** START Reading text **

The UK and US patterns have not changed in TeX.

US gives mem-o-ran-dum UK gives memor-andum

If you get mem-o-ran-dum from the document shown you do not have the UK patterns installed.

On Debian-packaged texlive, ensure that the package texlive-lang-english is installed.

David Carlisle
  • 757,742
  • Hm. I do have /usr/share/texlive/texmf-dist/tex/generic/babel-english/british.ldf , which loads english.ldf, which also exists as /usr/share/texlive/texmf-dist/tex/generic/babel-english/english.ldf . –  Jul 22 '23 at 14:40
  • Log says `(/usr/share/texlive/texmf-dist/tex/generic/babel-english/british.ldf Language: british 2017/06/06 v3.3r English support from the babel system

    (/usr/share/texlive/texmf-dist/tex/generic/babel-english/english.ldf Language: english 2017/06/06 v3.3r English support from the babel system Package babel Info: Hyphen rules for 'british' set to \l@english (babel) (\language0). Reported on input line 82. Package babel Info: Hyphen rules for 'UKenglish' set to \l@english (babel) (\language0). Reported on input line 83. `

    –  Jul 22 '23 at 14:48
  • Package babel Info: Hyphen rules for 'canadian' set to \l@english (babel) (\language0). Reported on input line 102. Package babel Info: Hyphen rules for 'australian' set to \l@english (babel) (\language0). Reported on input line 105. Package babel Info: Hyphen rules for 'newzealand' set to \l@english (babel) (\language0). Reported on input line 108. ))) (/usr/share/texlive/texmf-dist/tex/generic/babel/locale/en/babel-british.tex –  Jul 22 '23 at 14:49
  • Package babel Info: Importing font and identification data for british (babel) from babel-en-GB.ini. Reported on input line 11. ) –  Jul 22 '23 at 14:49
  • It's strange that all variants default to language0. I thought that \language0 was for US English, not for UK English. –  Jul 22 '23 at 14:49
  • @AlMa0 - Merriam-Webster, which is a solid reference for US English spelling and hyphenation issues, lists mem-o-ran-dum , i.e., three [3] hyphenation points. This is the same as when using babel's [US-]English patterns. – Mico Jul 22 '23 at 14:50
  • On the console output I see (/usr/share/texlive/texmf-dist/tex/generic/babel/locale/en/babel-ukenglish.tex). So probably, the UK patterns at least try to get loaded. –  Jul 22 '23 at 14:52
  • @DavidCarlisle So if \lanuage0 is NOT British, any idea on what might be wrong with my TeX installation? Should I report to the Debian folks? –  Jul 22 '23 at 14:52
  • @AlMa0 - Please compile the following test document: \documentclass[british]{article} \usepackage{babel} \setlength\textwidth{1sp} \setlength\parindent{0sp} \begin{document}\hspace{0pt}memorandum \end{document}. You should get memor-andum, i.e., a single hyphenation point. – Mico Jul 22 '23 at 14:54
  • @Mico Should. I get mem- o- ran- dum in Debian stable texlive :-(. –  Jul 22 '23 at 14:58
  • @DavidCarlisle I've just managed to install the current TeX Live locally. Using this, I get “memor-andum”. So is Debian stable broken in this regard? –  Jul 22 '23 at 15:00
  • @AlMa0 - Something about your TeX distribution is clearly off. Which operating system and which TeX distiribution do you employ, and when did you last update your TeX distribution? – Mico Jul 22 '23 at 15:03
  • @Mico Debian 12 stable bookworm. –  Jul 22 '23 at 15:07
  • @DavidCarlisle Indeed. texlive-lang-english solved it. How could I have missed it! I guess, a warning on the console or in the log could have done it. Thank you! –  Jul 22 '23 at 15:26
3

It might surprise a non-native speaker of English, but hyphenation is not a skill that is normally taught at school! In handwriting one should only break lines at the end of words, and when word processing, you would allow the software to handle line breaks. Hyphenation is part of the typesetter's skill.

** END Reading text **
** START Extracted data **

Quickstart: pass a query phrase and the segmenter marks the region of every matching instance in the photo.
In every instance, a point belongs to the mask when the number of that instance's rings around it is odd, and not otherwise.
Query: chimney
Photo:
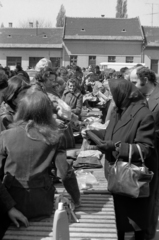
[[[8,23],[8,27],[12,28],[13,27],[13,23]]]
[[[33,28],[33,22],[29,22],[29,27]]]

** END Extracted data **

Stated exercise A:
From the log lines quoted in the hyphenation thread, list every language name whose hyphen rules babel reports as set to \l@english.
Stated exercise B:
Carry on the hyphenation thread, starting right after its last sentence.

Exercise answer A:
british, UKenglish, canadian, australian, newzealand

Exercise answer B:
Dictionaries sometimes show the division of words into syllables, but these can only be a guide to where a good hyphenation point might be.

In this particular word, you can split at syllables mem-o-ran-dum, or (noting that "memo" is common abbreviation, so it would be nice not to split it) "memo-ran-dum". Or you can look up the Latin word and note that is formed from the root "memor", via the verb "memorare" with "-andum" being a gerundive verb ending. And split the word following the Latin: "memor-andum".

It's impossible to say which is right, it is matter of judgement. All three hyphenation patters are acceptable to me as a (fairly picky) native speaker. And fortunately, native speakers are rather flexible at dealing with a few words that have been hyphenated poorly. More problematic is too many hyphens.

Generally then, let the typesetter do its job. It might, on rare occasions, make a mistake when hyphenating, but most native speakers simply won't notice.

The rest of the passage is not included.